• [Rows from a point labeling set]:
--------------------------------

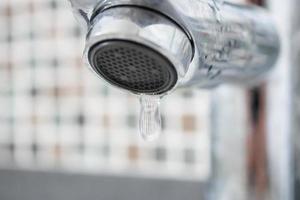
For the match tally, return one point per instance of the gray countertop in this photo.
(27, 185)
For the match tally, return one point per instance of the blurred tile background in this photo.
(56, 115)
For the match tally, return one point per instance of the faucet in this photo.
(152, 47)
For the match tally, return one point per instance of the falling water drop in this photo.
(216, 5)
(150, 118)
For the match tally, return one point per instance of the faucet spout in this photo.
(153, 47)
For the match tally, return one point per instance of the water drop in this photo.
(150, 118)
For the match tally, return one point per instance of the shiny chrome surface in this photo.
(144, 27)
(237, 43)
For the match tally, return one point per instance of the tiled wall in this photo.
(55, 114)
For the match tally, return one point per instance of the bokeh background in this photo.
(57, 116)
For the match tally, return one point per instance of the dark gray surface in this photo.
(18, 185)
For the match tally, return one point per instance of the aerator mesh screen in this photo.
(133, 66)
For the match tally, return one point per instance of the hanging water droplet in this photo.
(150, 118)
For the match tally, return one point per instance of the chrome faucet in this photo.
(154, 46)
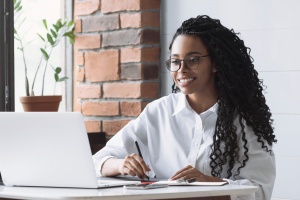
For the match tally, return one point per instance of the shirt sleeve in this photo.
(122, 144)
(259, 171)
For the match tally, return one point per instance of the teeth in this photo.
(185, 80)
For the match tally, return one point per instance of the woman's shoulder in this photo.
(166, 102)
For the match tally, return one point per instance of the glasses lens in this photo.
(172, 65)
(192, 62)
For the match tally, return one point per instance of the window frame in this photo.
(7, 92)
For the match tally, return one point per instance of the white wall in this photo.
(271, 28)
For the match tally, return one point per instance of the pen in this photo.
(140, 154)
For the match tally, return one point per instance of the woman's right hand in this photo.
(134, 165)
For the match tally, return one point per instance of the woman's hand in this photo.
(134, 165)
(190, 172)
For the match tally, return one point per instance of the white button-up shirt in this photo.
(171, 135)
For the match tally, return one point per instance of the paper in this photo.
(193, 183)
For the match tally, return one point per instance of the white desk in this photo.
(118, 193)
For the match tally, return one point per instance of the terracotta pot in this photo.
(41, 103)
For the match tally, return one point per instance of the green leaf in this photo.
(45, 24)
(41, 37)
(18, 9)
(72, 40)
(58, 23)
(56, 77)
(57, 70)
(53, 33)
(46, 56)
(62, 79)
(50, 39)
(56, 27)
(71, 23)
(17, 4)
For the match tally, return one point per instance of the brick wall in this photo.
(116, 60)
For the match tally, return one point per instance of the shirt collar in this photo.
(183, 103)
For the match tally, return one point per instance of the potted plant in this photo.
(50, 39)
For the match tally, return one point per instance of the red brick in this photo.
(150, 19)
(89, 91)
(126, 5)
(150, 37)
(122, 90)
(132, 108)
(139, 20)
(131, 72)
(86, 7)
(140, 54)
(78, 58)
(93, 126)
(139, 72)
(130, 20)
(149, 4)
(130, 90)
(112, 127)
(80, 74)
(149, 90)
(122, 37)
(149, 72)
(103, 108)
(78, 27)
(108, 6)
(100, 23)
(102, 66)
(87, 41)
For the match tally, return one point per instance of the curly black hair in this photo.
(240, 92)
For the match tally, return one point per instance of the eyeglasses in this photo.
(192, 62)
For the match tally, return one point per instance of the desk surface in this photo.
(122, 193)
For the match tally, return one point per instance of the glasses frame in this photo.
(185, 62)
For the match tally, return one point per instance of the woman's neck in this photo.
(201, 103)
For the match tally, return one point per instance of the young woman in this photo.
(216, 126)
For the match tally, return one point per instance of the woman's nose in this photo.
(183, 68)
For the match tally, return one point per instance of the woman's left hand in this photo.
(191, 173)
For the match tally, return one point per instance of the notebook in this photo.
(48, 149)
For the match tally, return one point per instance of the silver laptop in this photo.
(49, 149)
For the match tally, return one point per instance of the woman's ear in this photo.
(214, 69)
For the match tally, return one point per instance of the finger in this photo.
(180, 173)
(132, 170)
(131, 165)
(142, 163)
(137, 163)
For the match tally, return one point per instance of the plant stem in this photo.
(23, 55)
(46, 65)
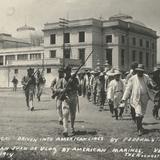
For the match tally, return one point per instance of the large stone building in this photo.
(120, 40)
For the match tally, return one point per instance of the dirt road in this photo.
(37, 135)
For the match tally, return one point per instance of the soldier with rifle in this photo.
(69, 97)
(29, 85)
(40, 83)
(57, 87)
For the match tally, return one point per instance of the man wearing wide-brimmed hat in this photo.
(115, 93)
(29, 85)
(99, 88)
(57, 88)
(137, 88)
(156, 87)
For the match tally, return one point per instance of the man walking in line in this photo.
(57, 88)
(137, 87)
(67, 94)
(40, 84)
(29, 85)
(115, 93)
(15, 82)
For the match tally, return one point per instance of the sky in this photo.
(15, 13)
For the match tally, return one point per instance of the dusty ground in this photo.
(37, 135)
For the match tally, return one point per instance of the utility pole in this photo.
(64, 24)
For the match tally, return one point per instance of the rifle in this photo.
(26, 85)
(62, 96)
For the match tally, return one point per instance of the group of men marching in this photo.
(132, 90)
(32, 81)
(102, 88)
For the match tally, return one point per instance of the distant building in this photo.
(7, 41)
(120, 40)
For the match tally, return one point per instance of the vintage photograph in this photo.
(79, 80)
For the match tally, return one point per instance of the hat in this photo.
(30, 70)
(117, 72)
(101, 74)
(92, 72)
(106, 64)
(140, 67)
(68, 68)
(60, 69)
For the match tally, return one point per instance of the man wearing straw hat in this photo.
(115, 93)
(137, 87)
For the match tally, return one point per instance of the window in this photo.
(22, 57)
(147, 44)
(53, 54)
(66, 38)
(48, 70)
(109, 55)
(109, 39)
(153, 60)
(81, 36)
(1, 60)
(140, 57)
(82, 55)
(16, 71)
(35, 56)
(67, 53)
(123, 39)
(122, 56)
(10, 57)
(140, 42)
(147, 59)
(133, 55)
(153, 46)
(134, 41)
(52, 39)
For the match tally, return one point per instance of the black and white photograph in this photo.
(79, 80)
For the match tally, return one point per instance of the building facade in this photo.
(120, 40)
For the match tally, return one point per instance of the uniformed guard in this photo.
(15, 82)
(29, 85)
(70, 100)
(57, 88)
(40, 84)
(100, 90)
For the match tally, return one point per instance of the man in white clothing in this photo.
(137, 87)
(115, 93)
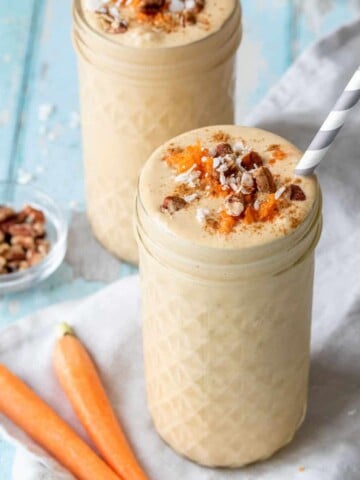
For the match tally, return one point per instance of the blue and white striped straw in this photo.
(330, 128)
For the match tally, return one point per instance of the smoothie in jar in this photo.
(227, 235)
(148, 70)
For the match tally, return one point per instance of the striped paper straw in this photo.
(330, 128)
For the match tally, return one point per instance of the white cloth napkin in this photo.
(327, 446)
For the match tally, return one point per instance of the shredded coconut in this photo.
(176, 6)
(190, 177)
(190, 198)
(279, 192)
(202, 214)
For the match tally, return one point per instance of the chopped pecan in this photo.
(234, 205)
(251, 160)
(247, 184)
(151, 7)
(33, 257)
(43, 246)
(264, 180)
(223, 149)
(297, 193)
(6, 213)
(15, 252)
(5, 225)
(173, 204)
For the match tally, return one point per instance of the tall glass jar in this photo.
(132, 100)
(226, 340)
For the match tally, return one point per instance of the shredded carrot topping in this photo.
(223, 175)
(268, 209)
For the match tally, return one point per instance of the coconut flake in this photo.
(279, 192)
(190, 177)
(202, 214)
(114, 12)
(176, 6)
(190, 198)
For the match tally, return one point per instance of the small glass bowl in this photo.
(17, 196)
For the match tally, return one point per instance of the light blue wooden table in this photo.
(38, 67)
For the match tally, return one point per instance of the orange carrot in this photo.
(80, 380)
(39, 421)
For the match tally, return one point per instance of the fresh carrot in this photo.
(39, 421)
(81, 382)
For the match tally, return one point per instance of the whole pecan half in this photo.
(264, 180)
(151, 7)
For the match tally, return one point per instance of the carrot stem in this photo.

--------------------------------

• [SET EXERCISE]:
Resize a run of the rows above, starting at the line that contains "half in this photo." and stopping after the final line of the rows. Write those lines out again, requests included, with every point coordinate multiplied by 1.65 and rounded to a whole number, halves rounding up.

• [EXERCISE RESULT]:
For the match tally, return one point per instance of the whole pecan half in this photo.
(436, 297)
(249, 12)
For the match tally, return one point per instance of the carrot stem in this photo.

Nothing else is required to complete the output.